STATED GOAL:
Rewrite the lines below as a JSON list of strings, one string per line, starting at the line that contains "Guideline: for every instance of the suspender" and ending at the line that contains "column 24, row 124", both included. Omit any blank lines and the picture placeholders.

------ MATERIAL TO PROCESS

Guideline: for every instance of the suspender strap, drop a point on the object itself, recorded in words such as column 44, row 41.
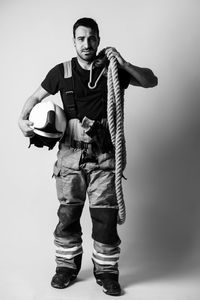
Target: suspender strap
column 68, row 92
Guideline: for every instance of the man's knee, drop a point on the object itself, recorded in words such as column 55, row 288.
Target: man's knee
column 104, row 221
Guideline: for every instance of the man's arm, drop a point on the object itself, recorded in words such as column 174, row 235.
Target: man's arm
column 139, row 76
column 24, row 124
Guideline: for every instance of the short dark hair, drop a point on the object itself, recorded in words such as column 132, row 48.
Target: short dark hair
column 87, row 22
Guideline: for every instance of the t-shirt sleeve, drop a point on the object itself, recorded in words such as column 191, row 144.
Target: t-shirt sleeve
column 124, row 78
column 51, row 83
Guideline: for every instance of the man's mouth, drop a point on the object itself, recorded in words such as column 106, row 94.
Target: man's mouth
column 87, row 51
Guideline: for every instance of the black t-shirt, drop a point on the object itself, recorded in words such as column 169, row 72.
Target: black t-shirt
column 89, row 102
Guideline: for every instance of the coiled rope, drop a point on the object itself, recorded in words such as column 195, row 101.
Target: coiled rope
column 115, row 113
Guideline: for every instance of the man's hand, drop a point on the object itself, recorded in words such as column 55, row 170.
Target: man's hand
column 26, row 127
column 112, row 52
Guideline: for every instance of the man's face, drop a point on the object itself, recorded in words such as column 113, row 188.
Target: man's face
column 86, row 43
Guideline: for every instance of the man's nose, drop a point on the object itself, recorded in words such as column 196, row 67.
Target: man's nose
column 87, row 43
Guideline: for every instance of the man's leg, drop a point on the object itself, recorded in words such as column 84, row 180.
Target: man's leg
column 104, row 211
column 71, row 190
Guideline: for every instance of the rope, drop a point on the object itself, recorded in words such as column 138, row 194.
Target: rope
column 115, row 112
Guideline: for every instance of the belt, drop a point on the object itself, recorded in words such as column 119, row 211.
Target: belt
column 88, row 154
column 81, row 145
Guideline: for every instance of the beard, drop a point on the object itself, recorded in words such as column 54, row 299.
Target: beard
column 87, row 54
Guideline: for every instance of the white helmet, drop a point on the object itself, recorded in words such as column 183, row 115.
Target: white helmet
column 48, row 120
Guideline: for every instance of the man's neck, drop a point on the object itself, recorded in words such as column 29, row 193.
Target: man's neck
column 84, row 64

------------
------ MATERIAL TO PROCESS

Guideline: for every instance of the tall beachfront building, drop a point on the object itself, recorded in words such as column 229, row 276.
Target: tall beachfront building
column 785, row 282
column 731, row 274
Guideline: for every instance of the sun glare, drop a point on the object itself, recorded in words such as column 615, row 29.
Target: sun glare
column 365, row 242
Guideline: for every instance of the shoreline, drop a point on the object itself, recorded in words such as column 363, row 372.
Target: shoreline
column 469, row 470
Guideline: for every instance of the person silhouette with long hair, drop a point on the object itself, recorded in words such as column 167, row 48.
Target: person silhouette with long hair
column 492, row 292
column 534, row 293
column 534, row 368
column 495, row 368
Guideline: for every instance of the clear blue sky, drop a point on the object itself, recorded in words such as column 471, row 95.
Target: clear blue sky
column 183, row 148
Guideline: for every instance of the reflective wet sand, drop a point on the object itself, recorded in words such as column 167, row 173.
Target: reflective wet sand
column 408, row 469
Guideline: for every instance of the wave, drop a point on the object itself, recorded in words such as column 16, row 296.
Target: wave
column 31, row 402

------------

WRITTEN RESPONSE:
[
  "Guideline: for every instance of the suspender strap, drop a point on the object itself, recorded in words such as column 44, row 41.",
  "Target: suspender strap",
  "column 68, row 92",
  "Guideline: for every instance of the man's knee, drop a point on the object itself, recorded in words such as column 55, row 288.",
  "Target: man's knee",
  "column 104, row 221",
  "Guideline: for every instance of the man's arm, drop a point on the object itself, recorded in words such as column 174, row 235.",
  "Target: man's arm",
  "column 139, row 76",
  "column 24, row 124"
]